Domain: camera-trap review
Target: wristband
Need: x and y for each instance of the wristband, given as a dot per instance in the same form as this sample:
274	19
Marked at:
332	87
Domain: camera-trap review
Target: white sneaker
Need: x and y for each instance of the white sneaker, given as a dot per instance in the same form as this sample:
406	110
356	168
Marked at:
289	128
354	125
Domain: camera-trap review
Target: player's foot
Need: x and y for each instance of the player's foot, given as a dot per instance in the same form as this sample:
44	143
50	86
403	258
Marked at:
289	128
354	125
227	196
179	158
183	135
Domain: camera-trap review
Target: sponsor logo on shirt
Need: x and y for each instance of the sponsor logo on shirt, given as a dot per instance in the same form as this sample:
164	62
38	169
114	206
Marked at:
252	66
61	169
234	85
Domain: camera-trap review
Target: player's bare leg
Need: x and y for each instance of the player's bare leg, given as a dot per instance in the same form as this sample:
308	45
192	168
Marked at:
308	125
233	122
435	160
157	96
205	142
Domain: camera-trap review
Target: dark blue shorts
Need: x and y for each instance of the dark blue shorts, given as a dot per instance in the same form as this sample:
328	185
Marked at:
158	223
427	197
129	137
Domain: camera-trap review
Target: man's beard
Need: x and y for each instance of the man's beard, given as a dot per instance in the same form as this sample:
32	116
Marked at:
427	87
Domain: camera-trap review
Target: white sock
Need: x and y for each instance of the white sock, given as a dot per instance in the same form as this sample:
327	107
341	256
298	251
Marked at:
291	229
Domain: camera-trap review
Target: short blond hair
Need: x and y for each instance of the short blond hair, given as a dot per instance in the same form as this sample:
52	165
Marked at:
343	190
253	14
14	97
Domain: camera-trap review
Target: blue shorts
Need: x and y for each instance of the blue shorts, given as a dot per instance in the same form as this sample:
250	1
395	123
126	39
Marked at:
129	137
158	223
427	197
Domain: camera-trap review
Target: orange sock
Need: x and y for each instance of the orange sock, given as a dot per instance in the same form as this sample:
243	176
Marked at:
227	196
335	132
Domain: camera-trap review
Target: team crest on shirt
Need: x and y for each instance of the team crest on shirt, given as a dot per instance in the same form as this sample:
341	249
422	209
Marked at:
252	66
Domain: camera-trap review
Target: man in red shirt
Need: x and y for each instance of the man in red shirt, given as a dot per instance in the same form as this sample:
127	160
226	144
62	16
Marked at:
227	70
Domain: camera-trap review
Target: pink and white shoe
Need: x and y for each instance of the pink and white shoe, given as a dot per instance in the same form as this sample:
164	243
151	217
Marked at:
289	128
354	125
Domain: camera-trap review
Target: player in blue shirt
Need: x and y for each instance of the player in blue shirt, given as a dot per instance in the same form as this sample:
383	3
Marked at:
---+---
• **WHAT YOU HAVE TO DO**:
Using the listing above, reproduce each line without omission.

• **EXPECTED ANSWER**:
Domain: camera-trap review
Target: wristband
Need: x and y for each instance of the wristband, given as a dot per instance in the same form as this sample:
274	19
Marked at:
332	87
Domain: camera-trap review
Target: white sneaker
Need: x and y for each instance of the white sneaker, given as a dot per instance in the same form as this sample:
406	110
356	168
Marked at:
289	128
354	125
Domain: camera-trap review
Target: player's foot
Need: x and y for each instance of the player's foot, given as a dot per instance in the same form as this sample:
44	143
50	86
403	258
Marked at:
289	128
354	125
227	196
179	158
183	135
Domain: camera-trap review
Target: sponsor logo on shirt
Need: x and y for each instance of the sponsor logo on shirt, given as a dot per instance in the same form as this sample:
164	62
38	169
114	206
Marked at:
252	66
61	169
234	85
Domain: camera-trap review
Target: player's bare leg
Need: x and y for each instance of the player's bare leg, given as a dot per instance in the same form as this sample:
308	45
192	168
Marked at:
308	125
233	122
435	160
157	96
205	142
Domain: camera-trap review
Target: dark blue shorts
Need: x and y for each instance of the dark blue shorts, given as a dot per instance in the same form as this sample:
328	185
Marked at:
158	223
427	197
129	137
Domain: camera-trap review
Target: man's beard
Need: x and y for each instance of the man's beard, given as a dot per instance in the same form as this sample:
32	116
Marked at:
427	87
Domain: camera-trap review
Target: white sock
Need: x and y for each instance of the white sock, given as a dot per instance in the same form as this sample:
327	107
341	256
298	251
Marked at:
291	229
Domain: camera-trap review
Target: short blond hair
Need: x and y for each instance of the short blond hair, given as a dot per instance in the same form as this sample:
52	165
Marked at:
343	190
253	14
14	97
Domain: camera-trap review
Target: blue shorts
Need: x and y for each instance of the blue shorts, given as a dot per instance in the same form as this sample:
250	1
395	123
126	39
Marked at:
129	137
158	223
427	197
Domain: camera-trap review
Target: orange sock
Need: x and y for each instance of the orange sock, given as a dot per instance in the same form as this sample:
243	176
Marked at:
227	196
335	132
Domain: camera-trap review
Target: team crest on shirt
Need: x and y for each instance of the team crest on shirt, given as a dot per instance in the same form as this sample:
341	249
422	209
Marked at:
252	66
Domain: camera-trap review
Target: man in red shirt
Need: x and y for each instance of the man in red shirt, given as a dot per instance in the same form as this sample:
127	160
226	144
62	16
Marked at:
227	70
Domain: camera-trap review
Target: pink and white shoe
Need: x and y for each instance of the pink and white shoe, given as a dot per instance in the same form as this sample:
164	243
151	217
Marked at:
289	128
354	125
Domain: camera-trap review
Target: player in blue shirt
Need: x and y for each instance of the player in blue shirt, given as a dot per instance in the same form as this sample:
383	3
Marked at:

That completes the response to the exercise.